Referring expression data:
============

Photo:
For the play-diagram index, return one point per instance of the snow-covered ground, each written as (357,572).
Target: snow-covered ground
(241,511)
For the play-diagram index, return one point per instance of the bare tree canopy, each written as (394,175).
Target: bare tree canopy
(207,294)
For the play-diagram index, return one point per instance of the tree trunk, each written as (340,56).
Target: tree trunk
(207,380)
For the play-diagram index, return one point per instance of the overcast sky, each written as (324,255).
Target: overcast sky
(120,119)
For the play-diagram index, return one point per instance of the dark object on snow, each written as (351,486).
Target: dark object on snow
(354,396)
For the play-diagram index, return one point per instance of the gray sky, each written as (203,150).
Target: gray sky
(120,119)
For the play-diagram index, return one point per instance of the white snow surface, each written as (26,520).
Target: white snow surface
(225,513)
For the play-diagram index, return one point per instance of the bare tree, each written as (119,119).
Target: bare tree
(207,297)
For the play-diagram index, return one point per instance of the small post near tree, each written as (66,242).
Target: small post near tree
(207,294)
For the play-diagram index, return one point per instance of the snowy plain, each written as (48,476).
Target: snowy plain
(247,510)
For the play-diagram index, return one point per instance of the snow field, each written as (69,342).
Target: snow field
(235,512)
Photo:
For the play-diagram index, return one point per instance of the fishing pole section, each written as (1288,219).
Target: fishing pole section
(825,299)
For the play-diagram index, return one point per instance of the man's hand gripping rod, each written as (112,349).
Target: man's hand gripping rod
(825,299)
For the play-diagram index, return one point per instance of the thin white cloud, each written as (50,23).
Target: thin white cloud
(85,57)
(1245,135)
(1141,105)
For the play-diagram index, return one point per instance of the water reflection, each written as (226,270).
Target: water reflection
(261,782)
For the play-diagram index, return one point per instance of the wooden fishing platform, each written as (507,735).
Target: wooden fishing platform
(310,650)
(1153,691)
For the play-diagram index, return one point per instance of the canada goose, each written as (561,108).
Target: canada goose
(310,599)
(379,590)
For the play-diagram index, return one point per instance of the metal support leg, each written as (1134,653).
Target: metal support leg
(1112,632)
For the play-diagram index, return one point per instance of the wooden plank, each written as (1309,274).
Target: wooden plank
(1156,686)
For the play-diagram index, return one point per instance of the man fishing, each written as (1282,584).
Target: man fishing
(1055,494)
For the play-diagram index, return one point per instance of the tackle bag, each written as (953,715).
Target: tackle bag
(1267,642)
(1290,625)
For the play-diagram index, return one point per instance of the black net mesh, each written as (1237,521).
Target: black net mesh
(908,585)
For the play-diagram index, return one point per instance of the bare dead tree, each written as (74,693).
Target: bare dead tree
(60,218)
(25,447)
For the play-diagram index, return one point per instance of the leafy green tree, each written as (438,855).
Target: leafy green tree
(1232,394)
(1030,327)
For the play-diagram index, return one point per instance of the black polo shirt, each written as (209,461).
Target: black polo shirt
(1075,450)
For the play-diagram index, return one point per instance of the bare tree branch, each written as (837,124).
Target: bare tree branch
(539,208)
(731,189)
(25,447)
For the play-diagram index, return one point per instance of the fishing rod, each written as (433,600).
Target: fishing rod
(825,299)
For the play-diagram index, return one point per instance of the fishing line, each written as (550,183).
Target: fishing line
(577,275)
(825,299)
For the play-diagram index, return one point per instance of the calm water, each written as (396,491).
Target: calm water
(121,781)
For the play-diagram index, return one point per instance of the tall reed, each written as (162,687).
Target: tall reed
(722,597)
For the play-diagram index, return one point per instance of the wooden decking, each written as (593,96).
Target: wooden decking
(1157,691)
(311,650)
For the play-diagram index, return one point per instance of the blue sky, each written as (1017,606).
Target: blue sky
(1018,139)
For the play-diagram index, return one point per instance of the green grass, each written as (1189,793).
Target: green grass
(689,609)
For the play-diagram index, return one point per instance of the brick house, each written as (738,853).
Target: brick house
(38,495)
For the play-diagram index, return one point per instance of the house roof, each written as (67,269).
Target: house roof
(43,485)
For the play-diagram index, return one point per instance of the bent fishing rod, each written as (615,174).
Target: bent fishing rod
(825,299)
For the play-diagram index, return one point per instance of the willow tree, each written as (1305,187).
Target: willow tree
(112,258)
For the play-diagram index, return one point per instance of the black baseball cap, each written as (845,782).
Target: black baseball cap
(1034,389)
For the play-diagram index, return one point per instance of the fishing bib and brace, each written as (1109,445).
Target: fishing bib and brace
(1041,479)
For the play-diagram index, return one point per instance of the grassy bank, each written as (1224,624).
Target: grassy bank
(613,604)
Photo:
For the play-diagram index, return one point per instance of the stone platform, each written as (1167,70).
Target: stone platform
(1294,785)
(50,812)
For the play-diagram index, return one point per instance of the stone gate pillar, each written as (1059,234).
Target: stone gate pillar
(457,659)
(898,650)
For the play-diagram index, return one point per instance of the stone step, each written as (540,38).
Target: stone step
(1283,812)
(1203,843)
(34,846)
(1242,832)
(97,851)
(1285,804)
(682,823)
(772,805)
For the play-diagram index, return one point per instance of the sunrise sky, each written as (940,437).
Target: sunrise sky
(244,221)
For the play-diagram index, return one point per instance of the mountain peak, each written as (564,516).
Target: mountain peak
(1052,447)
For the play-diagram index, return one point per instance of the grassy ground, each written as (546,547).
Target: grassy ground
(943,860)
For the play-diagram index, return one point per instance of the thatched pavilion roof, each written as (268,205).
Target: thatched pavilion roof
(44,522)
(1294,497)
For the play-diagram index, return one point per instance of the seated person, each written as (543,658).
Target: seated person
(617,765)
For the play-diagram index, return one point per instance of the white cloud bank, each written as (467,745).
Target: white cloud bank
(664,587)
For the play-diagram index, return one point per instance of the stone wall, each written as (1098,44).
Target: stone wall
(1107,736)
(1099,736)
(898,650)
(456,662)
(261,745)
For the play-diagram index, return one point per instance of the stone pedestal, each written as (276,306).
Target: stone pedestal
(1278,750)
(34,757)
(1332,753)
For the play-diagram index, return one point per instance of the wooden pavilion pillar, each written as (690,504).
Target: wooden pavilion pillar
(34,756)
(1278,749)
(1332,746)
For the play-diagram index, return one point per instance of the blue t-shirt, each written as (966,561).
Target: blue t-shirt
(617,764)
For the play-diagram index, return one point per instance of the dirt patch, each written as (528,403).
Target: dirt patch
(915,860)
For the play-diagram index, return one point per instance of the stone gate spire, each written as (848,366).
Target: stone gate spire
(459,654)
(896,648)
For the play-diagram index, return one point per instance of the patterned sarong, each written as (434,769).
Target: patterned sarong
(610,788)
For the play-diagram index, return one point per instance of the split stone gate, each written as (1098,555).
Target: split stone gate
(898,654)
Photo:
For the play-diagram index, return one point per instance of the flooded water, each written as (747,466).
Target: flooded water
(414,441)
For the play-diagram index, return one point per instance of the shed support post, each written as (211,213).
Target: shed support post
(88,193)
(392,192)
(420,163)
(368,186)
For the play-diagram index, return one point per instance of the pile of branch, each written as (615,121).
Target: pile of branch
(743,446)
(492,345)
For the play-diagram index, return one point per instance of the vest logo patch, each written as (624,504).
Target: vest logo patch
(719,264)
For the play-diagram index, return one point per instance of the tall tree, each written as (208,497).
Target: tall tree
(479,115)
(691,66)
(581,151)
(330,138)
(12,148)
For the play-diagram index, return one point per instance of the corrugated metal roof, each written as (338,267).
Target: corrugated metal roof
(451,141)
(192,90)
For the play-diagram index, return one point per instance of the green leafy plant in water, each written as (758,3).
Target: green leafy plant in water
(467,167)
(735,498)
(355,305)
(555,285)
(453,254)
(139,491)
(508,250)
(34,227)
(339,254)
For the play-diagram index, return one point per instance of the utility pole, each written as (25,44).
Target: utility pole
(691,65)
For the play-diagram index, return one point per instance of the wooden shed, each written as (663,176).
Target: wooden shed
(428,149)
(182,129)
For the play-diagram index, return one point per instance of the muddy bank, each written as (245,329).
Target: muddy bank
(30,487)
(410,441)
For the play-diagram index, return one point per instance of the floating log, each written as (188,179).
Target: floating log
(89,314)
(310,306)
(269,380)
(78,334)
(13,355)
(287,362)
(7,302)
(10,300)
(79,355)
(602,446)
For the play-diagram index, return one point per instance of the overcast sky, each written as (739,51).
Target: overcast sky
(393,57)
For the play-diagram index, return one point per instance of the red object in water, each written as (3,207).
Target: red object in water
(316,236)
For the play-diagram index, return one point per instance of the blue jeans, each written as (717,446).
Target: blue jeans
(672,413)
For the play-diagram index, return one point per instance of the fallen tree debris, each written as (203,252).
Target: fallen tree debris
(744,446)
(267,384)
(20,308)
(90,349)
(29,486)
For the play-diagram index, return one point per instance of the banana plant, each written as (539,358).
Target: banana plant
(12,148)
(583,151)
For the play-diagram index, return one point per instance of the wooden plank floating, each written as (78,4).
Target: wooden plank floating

============

Retype, exactly and in full, the lines above from the one containing "written as (550,183)." through the one containing "written as (1167,70).".

_Response area:_
For the play-diagram index, return one point per instance of the fishing line, each written as (550,183).
Target: fishing line
(577,275)
(825,299)
For the play-diagram index, return one point per instance of the calm water, each written as (396,491).
Target: calm water
(121,781)
For the play-diagram index, return one point per instance of the tall reed, each written as (162,687).
Target: tall reed
(722,597)
For the play-diagram index, return one point per instance of the wooden decking, each written as (593,96).
Target: wooden decking
(1157,691)
(311,650)
For the play-diagram index, return one point per instance of the blue sky, each written as (1017,606).
Target: blue sky
(1018,139)
For the play-diagram index, return one point per instance of the green grass, each written as (1189,793).
Target: green grass
(689,609)
For the play-diagram index, return one point per instance of the brick house, each written as (738,853).
Target: brick house
(38,495)
For the play-diagram index, return one point per instance of the house roof, each written as (67,269).
Target: house roof
(43,485)
For the play-diagram index, return one point per instance of the bent fishing rod, each written as (615,174).
Target: bent fishing rod
(825,299)
For the play-diagram index, return one point per instance of the willow tree, each written as (1305,187).
Target: willow tree
(112,258)
For the play-diagram index, return one point per instance of the black baseball cap, each written as (845,782).
Target: black baseball cap
(1034,389)
For the play-diagram index, return one point per instance of the fishing bib and brace, each written as (1109,445).
Target: fishing bib and brace
(1041,479)
For the play-diagram index, return one point per instance of the grassy bank, each written as (1224,624).
Target: grassy bank
(613,604)
Photo:
For the play-diagram index, return one point per instance of the stone platform, each written as (1167,70).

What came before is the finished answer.